What is required.
Multiply every bounding box coordinate by 1.5, rounding to whole numbers with halves rounded up, and rewrite the lines of the items below, requests included, with the new values. Begin at the line that has "Examine the photograph above and mark every ceiling fan with" and stop after the line that has "[391,168,436,243]", and give only those lines.
·····
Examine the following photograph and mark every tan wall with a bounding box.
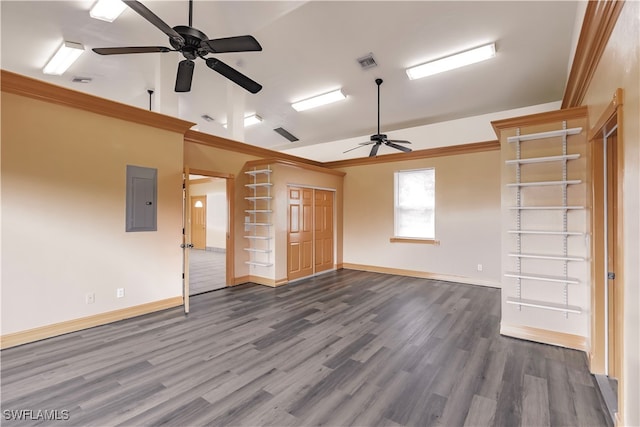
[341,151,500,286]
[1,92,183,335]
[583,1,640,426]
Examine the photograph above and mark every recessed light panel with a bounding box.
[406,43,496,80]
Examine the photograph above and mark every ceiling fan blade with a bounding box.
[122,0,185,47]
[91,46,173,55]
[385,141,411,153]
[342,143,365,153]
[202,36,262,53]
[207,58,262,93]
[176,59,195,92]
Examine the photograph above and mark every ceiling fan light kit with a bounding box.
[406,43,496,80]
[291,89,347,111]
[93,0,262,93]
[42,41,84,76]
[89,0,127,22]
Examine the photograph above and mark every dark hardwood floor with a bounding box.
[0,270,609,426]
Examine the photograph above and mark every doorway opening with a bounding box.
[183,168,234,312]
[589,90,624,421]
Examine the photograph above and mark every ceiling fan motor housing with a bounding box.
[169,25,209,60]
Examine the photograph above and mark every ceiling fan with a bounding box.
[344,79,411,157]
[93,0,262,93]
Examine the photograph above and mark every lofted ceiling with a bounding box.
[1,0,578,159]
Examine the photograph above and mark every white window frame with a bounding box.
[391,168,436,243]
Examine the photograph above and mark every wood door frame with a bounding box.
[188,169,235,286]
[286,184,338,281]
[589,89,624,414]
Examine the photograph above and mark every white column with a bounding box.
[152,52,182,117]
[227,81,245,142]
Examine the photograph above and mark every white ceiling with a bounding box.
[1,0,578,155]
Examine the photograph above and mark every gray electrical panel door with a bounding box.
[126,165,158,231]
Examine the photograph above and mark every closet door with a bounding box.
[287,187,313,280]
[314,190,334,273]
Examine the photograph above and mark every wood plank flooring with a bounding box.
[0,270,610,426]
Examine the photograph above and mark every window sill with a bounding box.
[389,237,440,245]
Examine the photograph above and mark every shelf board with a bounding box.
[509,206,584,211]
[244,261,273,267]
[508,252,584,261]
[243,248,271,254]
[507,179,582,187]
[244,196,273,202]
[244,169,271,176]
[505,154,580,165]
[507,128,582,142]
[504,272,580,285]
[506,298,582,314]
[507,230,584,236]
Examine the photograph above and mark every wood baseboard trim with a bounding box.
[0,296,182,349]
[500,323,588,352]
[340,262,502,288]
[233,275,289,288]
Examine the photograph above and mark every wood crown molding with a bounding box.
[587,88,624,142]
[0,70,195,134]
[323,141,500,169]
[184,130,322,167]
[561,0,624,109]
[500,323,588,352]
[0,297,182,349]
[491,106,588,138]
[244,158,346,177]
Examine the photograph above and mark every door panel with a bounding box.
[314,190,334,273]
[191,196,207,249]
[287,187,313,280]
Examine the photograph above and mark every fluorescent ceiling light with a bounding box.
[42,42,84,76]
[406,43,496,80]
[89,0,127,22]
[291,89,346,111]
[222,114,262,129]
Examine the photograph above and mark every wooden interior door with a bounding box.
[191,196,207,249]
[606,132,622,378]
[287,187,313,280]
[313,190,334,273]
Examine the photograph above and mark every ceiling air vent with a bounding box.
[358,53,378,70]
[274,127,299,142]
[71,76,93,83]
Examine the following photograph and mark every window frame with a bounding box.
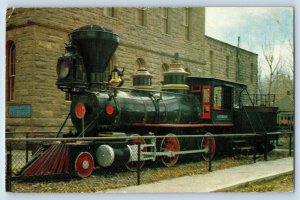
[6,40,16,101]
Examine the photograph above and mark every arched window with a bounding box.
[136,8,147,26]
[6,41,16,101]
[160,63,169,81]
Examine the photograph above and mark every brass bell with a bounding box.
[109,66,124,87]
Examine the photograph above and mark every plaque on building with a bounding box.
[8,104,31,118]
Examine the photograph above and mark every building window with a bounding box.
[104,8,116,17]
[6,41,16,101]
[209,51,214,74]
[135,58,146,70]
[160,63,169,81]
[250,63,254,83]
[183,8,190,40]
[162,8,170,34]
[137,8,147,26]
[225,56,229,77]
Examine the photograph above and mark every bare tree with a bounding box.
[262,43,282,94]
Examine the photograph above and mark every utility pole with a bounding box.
·····
Response to this exercise.
Examine the photograph above and mark every ceiling fan with a bounding box.
[516,119,617,236]
[140,0,393,140]
Examine the photograph above and mark every lofted ceiling with a bounding box.
[2,0,867,239]
Examine the photograph above and mark every white window frame with a bounding box.
[587,252,654,365]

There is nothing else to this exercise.